Lines of data:
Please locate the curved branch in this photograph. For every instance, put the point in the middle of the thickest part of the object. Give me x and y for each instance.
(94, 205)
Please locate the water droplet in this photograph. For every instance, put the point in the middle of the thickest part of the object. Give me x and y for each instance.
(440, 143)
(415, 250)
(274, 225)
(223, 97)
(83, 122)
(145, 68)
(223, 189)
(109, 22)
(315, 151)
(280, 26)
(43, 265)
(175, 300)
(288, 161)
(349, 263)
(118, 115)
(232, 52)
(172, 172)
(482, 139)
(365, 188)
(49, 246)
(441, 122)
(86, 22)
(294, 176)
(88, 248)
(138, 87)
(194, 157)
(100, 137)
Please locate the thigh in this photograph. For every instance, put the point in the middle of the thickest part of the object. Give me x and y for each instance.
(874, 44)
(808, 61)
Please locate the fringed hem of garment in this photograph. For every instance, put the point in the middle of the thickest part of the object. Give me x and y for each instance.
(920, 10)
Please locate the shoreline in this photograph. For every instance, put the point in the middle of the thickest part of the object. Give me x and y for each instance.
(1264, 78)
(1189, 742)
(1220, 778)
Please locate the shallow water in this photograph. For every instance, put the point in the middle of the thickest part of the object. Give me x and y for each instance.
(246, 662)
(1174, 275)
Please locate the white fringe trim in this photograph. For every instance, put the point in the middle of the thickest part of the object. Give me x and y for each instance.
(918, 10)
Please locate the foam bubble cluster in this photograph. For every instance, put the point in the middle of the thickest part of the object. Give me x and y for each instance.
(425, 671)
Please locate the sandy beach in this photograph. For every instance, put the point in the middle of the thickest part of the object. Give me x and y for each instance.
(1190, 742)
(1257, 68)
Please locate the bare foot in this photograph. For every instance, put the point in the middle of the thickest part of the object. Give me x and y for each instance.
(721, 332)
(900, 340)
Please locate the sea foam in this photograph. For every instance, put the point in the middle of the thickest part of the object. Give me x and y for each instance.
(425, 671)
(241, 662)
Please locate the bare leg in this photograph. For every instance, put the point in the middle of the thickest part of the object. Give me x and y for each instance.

**PROBLEM TO WORK ON**: Transcribe all entries exactly as they are given.

**FINAL RESULT**:
Please locate the curved branch in this photograph. For every instance, put the point in the middle of the thickest part of the object. Give me x and y for each instance.
(94, 205)
Please locate the water droplet in this photograph. For every instance, put the point in the middle of the thickest part of the object. Give me x and y for each instance.
(440, 143)
(415, 250)
(274, 225)
(223, 97)
(83, 122)
(145, 68)
(223, 189)
(109, 22)
(315, 151)
(280, 26)
(43, 265)
(175, 300)
(288, 161)
(349, 263)
(118, 115)
(232, 52)
(172, 172)
(482, 139)
(365, 188)
(49, 246)
(441, 122)
(86, 22)
(294, 176)
(88, 248)
(138, 87)
(194, 157)
(100, 137)
Please locate the thigh in this photograph. For every instance, put the point in the middle of the thickest part of the object. Give me x and y for each instance.
(874, 44)
(808, 61)
Please locate the fringed hem of garment in this photograph. For every instance, put the point in the middle of the thickest part of the object. Give me x and y for each instance.
(920, 10)
Please locate the shoreline in this photograph. For every instance, put the point in the middle of the thickest part of the object. Give me x and y for each instance.
(1264, 78)
(1189, 742)
(1220, 778)
Please locate the shallow water in this photograph. For every instance, put the point in the middle of the thickest part of the object. Give me x and y for each instance.
(246, 662)
(1174, 275)
Please locate the white fringe trim in this photograph. For every instance, put the point in the middle of the thickest part of the object. Give me x and y for each instance.
(918, 10)
Please locate the foam bubble cluster in this photograph. For every instance, put the point in the middle of the thickest part of the object. Give me x and y for each instance.
(425, 671)
Please locate the sandy beach in this photograph. For every instance, put the point in the middle of the thickest part of the object. Give me x and y for each instance.
(1190, 742)
(1257, 68)
Please locate the bare foot in this photograph. For every instance, put the point in the middle of the thickest part of the object. Give me x and y for each instance.
(721, 332)
(900, 340)
Please locate the sea foam in this photograph. For every instance, put the point in the middle of the thickest part of the object. Give me x and y for each instance.
(425, 671)
(241, 662)
Please locate the bare leg in this photograph. For every instance, put the point in the middle of the thickest part of the object. Give me x and y for each instance.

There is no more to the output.